§ Work to complete:
**a)** Transcribe the part of the passage on the axial twist hypothesis that begins at the words "The idea of" and ends after "including the forebrain.".
**b)** Please pick up the passage on the axial twist hypothesis, not the data, and continue it from its last sentence.

§ Source extract:
[Start of section]

The heart and bowels are internal organs with no strong integration in external body structures, so there is no evolutionary pressure to make them turn in a similar way. Rather, these organs retain their original asymmetric orientation in the body.

The axial twist hypothesis predicts that small asymmetries of the face and brain—as well as those found in the opposite direction in the trunk—remain into adulthood.

==== Comparing inversion, somatic twist and axial twist ====

The idea of a somatic twist was inspired by the dorsoventral inversion hypothesis; and was proposed by Marcel Kinsbourne.

According to the dorsoventral inversion hypothesis, an ancestral deuterostome turned on its back. As a result, vertebrates have a dorsal nervous system, whereas protostomes have a ventral one. According to the somatic twist hypothesis, not the entire animal turned on its back but just the somatic part—i.e., everything behind the eyes, mouth and nostrils, including the forebrain.

The somatic twist hypothesis was proposed as an improvement to the inversion hypothesis, and thus has a much wider explanatory power than its predecessor, but is also more complicated. It not only explains the inversion of the body but additionally the contralateral forebrain. It does not explain, however, how the twist might develop in the vertebrate embryo, nor does it address the possible evolution.

The axial twist theory was proposed independently. In addition to providing rationale for the inverted body and the contralateral forebrain, it may explain why the heart and bowels are asymmetric.

The inversion hypothesis has some supporting evidence, but interpretation is varied. The axial twist hypothesis so far has only very indirect evidence in the form of aurofacial symmetry, which requires additional assumptions about the theory including specific attachments between the face and forebrain as well as an evolutionary "error" in relateralization causing the face to be too twisted.

Furthermore, Comer et al. (2019) argued that the axial twist hypothesis assumes that developing axons should be able to distinguish between ipsilateral and contralateral targets. In several non-retinal commissural pathways, however, experimentally preventing midline crossing causes axons to connect to the corresponding mirrored target on the same side, suggesting that crossing is controlled by local interactions at the CNS midline rather than by the location of the final target. These findings do not exclude an ancestral twist, but challenge the claim that displacement of neuronal targets is by itself sufficient to explain the development of decussated pathways.

[End of section]

Dataset records
[Start of section]

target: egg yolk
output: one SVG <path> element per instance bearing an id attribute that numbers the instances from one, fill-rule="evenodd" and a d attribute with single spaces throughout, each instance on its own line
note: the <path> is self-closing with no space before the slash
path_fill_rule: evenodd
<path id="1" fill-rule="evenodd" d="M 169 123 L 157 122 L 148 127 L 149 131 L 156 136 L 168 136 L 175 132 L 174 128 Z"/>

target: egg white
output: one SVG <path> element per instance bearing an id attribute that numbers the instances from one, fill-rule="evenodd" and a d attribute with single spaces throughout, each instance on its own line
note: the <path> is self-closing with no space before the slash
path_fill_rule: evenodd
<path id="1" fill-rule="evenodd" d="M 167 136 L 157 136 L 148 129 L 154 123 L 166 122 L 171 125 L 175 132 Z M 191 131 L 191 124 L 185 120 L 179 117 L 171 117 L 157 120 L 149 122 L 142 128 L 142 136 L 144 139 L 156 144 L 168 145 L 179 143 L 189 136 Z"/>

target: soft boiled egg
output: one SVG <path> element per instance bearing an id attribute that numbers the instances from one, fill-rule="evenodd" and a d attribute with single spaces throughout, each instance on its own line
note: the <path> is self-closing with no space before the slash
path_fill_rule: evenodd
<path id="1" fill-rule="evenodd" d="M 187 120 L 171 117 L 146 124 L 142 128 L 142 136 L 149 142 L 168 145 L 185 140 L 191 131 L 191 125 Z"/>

[End of section]

§ Task-by-task outputs:
**a)**
The idea of a somatic twist was inspired by the dorsoventral inversion hypothesis; and was proposed by Marcel Kinsbourne.

According to the dorsoventral inversion hypothesis, an ancestral deuterostome turned on its back. As a result, vertebrates have a dorsal nervous system, whereas protostomes have a ventral one. According to the somatic twist hypothesis, not the entire animal turned on its back but just the somatic part—i.e., everything behind the eyes, mouth and nostrils, including the forebrain.

**b)**
== Evolution ==

A remarkable property of the contralateral organization is that it is present in every vertebrate. Even the most distant clades—agnathans—possess an optic chiasma, and even the skull impressions of early vertebrates from the Ordovician show the presence of an optic chiasma: this idea was worked out by Kinsbourne.
There is molecular evidence for the inversion hypothesis in almost all groups of deuterostomes. It is not known, however, what exactly was the selective pressure that caused the inversion. Twisting and asymmetric development are well known from other deuterostomes—such as Hemichordata, Echinodermata, Cephalochordata and Tunicata. Turning toward the side or upside-down also occurs frequently in these clades (e.g. sea stars which turn their mouth downwards after the larva has briefly settled with the mouth turned up, or the adult lancelet which buries obliquely with its mouth turned up, or many fish which tend to turn around when feeding from the water surface).

== Developmental malformations ==

In holoprosencephaly, the hemispheres of the cerebrum or part of it are not aligned on the left and right side but only on the frontal and occipital sides of the skull, and the head usually remains very small. According to the axial twist hypothesis, this represents an extreme case of Yakovlevian torque, and
may occur when the cerebrum does not turn during early embryology.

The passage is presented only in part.